» YOUR ASSIGNMENT
The word "white" may appear in lines of the data below. Say how many lines hold it, giving only the number.

Saved entries
----

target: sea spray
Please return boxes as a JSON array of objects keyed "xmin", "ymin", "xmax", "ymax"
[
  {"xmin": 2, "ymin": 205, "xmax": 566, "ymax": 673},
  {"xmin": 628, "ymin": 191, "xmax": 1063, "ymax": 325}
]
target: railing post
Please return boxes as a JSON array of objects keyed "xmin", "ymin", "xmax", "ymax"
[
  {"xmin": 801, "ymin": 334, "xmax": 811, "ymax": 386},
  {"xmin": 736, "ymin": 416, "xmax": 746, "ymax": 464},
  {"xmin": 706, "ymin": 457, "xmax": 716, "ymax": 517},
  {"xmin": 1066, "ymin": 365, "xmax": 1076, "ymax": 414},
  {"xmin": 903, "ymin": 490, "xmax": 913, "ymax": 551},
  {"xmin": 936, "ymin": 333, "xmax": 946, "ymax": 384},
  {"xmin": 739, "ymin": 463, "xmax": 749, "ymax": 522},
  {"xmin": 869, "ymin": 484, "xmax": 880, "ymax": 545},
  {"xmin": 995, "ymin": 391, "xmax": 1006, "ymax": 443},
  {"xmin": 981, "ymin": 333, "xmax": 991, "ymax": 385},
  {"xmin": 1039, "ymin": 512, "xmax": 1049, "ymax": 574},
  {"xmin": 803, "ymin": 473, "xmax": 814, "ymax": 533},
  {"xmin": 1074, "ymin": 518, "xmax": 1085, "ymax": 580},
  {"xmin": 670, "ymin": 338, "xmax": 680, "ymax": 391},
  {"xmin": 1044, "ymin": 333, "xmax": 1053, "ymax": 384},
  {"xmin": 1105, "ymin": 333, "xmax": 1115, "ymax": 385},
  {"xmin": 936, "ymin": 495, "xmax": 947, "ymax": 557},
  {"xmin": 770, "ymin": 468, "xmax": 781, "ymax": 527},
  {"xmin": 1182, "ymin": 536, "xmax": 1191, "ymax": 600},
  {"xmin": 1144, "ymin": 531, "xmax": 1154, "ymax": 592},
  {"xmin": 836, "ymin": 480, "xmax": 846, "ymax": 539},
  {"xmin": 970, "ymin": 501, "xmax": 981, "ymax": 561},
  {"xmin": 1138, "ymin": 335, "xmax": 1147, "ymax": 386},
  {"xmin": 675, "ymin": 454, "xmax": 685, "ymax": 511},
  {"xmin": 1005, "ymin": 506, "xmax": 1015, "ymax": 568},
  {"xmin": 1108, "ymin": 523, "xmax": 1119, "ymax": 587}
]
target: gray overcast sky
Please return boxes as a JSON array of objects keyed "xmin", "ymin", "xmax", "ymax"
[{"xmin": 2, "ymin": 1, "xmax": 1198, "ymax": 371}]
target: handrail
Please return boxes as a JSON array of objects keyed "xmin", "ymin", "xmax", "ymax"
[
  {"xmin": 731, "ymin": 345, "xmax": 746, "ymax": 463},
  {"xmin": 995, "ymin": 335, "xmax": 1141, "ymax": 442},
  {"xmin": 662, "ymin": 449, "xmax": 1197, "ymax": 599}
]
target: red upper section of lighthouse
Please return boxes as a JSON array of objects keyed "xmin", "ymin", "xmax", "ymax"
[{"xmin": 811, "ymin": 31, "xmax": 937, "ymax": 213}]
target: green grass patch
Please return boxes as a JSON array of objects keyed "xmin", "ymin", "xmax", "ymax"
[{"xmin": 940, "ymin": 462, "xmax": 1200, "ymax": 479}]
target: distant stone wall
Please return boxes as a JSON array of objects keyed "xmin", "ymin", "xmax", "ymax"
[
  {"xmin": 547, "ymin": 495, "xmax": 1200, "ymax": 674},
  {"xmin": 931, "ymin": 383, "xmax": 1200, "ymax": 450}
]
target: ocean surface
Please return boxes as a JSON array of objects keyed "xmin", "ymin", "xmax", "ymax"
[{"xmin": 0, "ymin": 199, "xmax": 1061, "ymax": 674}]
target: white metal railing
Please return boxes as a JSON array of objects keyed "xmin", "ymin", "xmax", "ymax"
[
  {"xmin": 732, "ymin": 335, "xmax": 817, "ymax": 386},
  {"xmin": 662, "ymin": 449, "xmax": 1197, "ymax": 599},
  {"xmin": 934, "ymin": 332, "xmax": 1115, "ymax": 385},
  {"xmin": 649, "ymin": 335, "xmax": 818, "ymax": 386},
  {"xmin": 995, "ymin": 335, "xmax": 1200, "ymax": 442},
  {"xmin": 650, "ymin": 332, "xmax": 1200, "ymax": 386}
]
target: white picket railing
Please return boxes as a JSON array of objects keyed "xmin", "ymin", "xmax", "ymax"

----

» EXPECTED ANSWER
2